**PAGE:**
As you can see, this question tests your aggregate functions and window functions knowledge, along with the GROUP BY and ORDER BY clauses. But they also do that on real-life problems you’ll probably have to work on if you get a job.

Here is another example of such question, this time from Netflix:

"Find the nominee who has won the most Oscars.
Output the nominee's name alongside the result.
Order the result based on the number of wins in descending order."

Solution: To answer this question, you will need to use the oscar_nominees table.

SELECT
    nominee,
    count(winner) AS n_times_won
FROM oscar_nominees
WHERE 
    winner = true
GROUP BY 
    nominee
ORDER BY
    n_times_won DESC

Again, this question tests some usual concepts. But the problem set is something that you expect to work on a daily basis. If you work at Netflix on an SQL job, you will for sure analyze some data that contains some Oscar nominations and winners.

What to study for your SQL Data Science Interviews?

You would have probably noticed that the technical SQL interview questions overlap with other SQL questions. That is because one does not work without the other. There is no point in knowing the theory without being able to put it into practice, i.e., the SQL code. Conversely, you need to describe the technical concepts behind the code that you wrote. While the SQL concepts you should know depend on your position, years of experience, and the company you want to work at, we have looked at some concepts that are useful across roles. While this is not an exhaustive list, it is definitely something that you are expected to know if you are attending an SQL Data Science Interview.

SQL & Database Generalities

SQL definition

SQL stands for “Structured Query Language”. It is a programming language used for creating database structure, retrieving and manipulating data in it.

Types of the SQL commands

  • Data Definition Language (DDL)
    • CREATE
    • ALTER
    • DROP
    • RENAME
    • TRUNCATE
    • COMMENT
  • Data Query Language (DQL)
    • SELECT
  • Data Manipulation Language (DML)
    • INSERT
    • UPDATE
    • DELETE
    • MERGE
    • CALL
    • EXPLAIN PLAN
    • LOCK TABLE
  • Data Control Language (DCL)

**DATA TO PROCESS:**

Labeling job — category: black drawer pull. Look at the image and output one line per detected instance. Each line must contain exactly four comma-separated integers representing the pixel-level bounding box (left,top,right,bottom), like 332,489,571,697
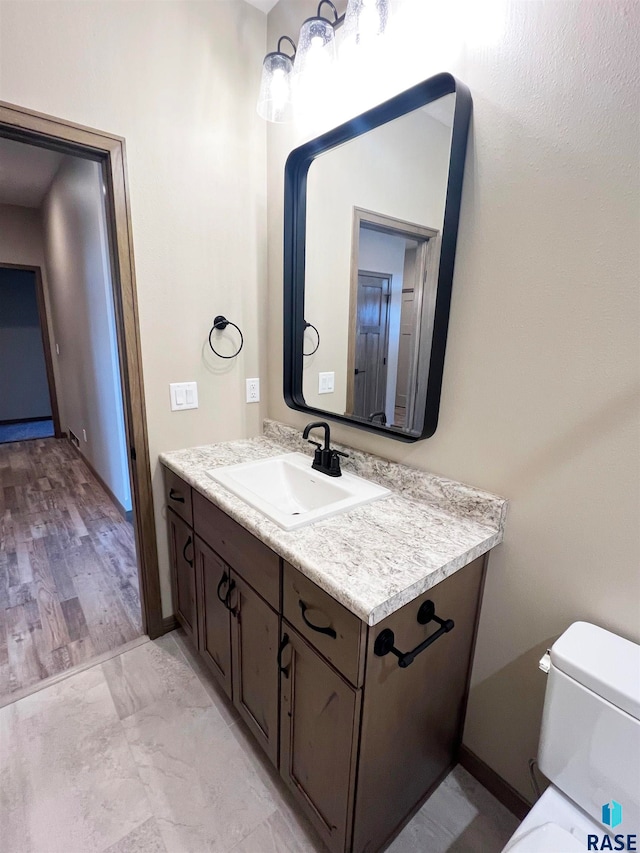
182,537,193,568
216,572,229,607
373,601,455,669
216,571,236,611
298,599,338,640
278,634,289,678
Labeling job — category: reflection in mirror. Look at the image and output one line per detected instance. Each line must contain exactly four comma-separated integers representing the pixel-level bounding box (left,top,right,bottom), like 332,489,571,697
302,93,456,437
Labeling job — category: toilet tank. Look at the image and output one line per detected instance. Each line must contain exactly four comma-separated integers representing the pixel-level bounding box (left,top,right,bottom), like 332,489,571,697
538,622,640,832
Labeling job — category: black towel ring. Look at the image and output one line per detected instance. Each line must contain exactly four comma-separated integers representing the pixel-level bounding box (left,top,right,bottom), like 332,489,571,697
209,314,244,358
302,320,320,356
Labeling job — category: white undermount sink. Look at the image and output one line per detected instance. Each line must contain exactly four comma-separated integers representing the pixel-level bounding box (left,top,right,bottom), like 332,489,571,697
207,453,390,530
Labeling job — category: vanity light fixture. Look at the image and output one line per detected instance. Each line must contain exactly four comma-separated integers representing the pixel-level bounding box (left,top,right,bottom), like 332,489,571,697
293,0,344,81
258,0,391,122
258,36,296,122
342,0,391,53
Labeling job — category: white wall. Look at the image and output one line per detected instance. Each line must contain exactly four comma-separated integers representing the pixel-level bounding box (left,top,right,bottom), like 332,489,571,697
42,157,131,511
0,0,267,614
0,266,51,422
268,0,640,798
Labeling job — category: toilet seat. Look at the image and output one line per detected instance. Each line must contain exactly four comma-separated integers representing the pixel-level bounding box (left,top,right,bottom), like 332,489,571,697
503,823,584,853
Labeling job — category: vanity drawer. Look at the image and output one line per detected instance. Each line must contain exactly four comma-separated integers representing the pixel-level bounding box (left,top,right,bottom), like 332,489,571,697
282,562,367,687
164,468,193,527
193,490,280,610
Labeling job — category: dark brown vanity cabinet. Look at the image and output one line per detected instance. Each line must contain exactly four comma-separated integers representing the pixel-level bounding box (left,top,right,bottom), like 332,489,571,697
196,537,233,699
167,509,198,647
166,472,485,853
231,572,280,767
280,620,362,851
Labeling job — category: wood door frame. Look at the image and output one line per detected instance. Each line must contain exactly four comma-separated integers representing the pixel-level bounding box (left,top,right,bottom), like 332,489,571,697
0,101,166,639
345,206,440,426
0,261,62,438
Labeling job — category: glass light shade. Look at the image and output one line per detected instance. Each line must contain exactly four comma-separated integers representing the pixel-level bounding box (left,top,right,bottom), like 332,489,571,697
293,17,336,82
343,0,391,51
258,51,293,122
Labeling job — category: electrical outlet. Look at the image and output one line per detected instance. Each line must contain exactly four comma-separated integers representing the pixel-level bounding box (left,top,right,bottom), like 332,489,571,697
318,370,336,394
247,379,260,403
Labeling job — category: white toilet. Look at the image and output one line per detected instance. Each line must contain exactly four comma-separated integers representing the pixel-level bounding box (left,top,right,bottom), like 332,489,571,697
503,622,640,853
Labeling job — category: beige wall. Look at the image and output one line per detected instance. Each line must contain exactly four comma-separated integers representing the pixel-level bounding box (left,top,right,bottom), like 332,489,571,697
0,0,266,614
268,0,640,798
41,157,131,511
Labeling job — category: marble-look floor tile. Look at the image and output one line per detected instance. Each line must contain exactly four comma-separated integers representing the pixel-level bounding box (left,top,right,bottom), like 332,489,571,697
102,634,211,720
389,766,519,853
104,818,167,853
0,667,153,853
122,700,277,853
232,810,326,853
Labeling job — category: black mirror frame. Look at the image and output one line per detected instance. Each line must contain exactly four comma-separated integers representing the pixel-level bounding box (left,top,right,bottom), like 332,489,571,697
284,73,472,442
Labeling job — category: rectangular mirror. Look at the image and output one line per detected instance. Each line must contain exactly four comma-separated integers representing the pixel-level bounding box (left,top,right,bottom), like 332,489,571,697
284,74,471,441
...
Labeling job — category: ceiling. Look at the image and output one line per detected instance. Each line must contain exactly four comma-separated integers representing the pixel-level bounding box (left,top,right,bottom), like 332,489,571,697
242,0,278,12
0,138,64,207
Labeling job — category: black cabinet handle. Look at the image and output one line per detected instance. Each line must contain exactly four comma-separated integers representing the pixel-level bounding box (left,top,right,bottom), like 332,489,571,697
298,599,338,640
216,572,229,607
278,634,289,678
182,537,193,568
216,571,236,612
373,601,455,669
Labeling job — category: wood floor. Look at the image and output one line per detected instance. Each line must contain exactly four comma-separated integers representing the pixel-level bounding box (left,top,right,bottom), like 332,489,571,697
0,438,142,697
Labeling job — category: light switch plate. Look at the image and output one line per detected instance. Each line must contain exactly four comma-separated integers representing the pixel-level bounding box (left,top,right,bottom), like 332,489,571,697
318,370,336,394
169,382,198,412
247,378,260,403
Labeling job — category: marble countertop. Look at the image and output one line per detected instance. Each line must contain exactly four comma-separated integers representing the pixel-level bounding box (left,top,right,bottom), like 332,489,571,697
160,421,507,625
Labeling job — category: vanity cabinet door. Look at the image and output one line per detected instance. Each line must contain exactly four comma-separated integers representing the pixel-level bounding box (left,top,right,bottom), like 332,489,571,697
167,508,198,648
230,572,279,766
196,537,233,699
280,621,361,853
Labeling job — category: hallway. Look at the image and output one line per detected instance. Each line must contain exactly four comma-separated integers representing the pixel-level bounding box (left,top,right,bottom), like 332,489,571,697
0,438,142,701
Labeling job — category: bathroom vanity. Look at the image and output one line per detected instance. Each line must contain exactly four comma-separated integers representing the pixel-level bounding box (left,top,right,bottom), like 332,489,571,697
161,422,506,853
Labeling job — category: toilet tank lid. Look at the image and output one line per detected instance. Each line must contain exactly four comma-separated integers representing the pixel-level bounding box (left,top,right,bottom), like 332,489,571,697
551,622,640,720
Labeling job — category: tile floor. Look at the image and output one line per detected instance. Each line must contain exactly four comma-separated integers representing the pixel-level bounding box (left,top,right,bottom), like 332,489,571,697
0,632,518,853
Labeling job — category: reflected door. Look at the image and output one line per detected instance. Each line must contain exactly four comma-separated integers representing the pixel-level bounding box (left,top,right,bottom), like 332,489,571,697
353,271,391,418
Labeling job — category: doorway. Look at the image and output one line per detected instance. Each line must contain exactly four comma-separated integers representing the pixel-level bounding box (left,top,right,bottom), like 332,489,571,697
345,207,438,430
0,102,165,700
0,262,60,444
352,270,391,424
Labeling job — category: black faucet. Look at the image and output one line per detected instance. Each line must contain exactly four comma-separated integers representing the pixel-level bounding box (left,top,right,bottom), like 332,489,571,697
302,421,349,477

**TASKS TO COMPLETE:**
a – Rewrite the paragraph of the SQL interview article that begins "You would have probably noticed" so that it is more concise and keeps its main facts.
b – In the records, take the lines from the one containing "Labeling job — category: toilet seat." through the one containing "193,490,280,610", swap "category" for "class", and give back only those lines with everything else unchanged.

**TASK-BY-TASK OUTPUTS:**
a – Technical SQL interview questions overlap with other SQL questions because theory and practice depend on each other: knowing the theory is pointless if you cannot write the SQL code, and you must also be able to explain the technical concepts behind the code you wrote. The concepts you need depend on your position, your years of experience, and the company, but the concepts that follow are useful across roles. The list is not exhaustive, but you are expected to know it for an SQL Data Science Interview.

b –
Labeling job — class: toilet seat. Look at the image and output one line per detected instance. Each line must contain exactly four comma-separated integers representing the pixel-level bounding box (left,top,right,bottom), like 332,489,571,697
503,823,584,853
Labeling job — class: vanity drawer. Look at the image and output one line per detected instance. Each line must contain exactly four comma-separated integers representing the pixel-level bounding box (left,top,right,bottom), like 332,489,571,697
282,562,367,687
164,468,193,527
193,490,280,610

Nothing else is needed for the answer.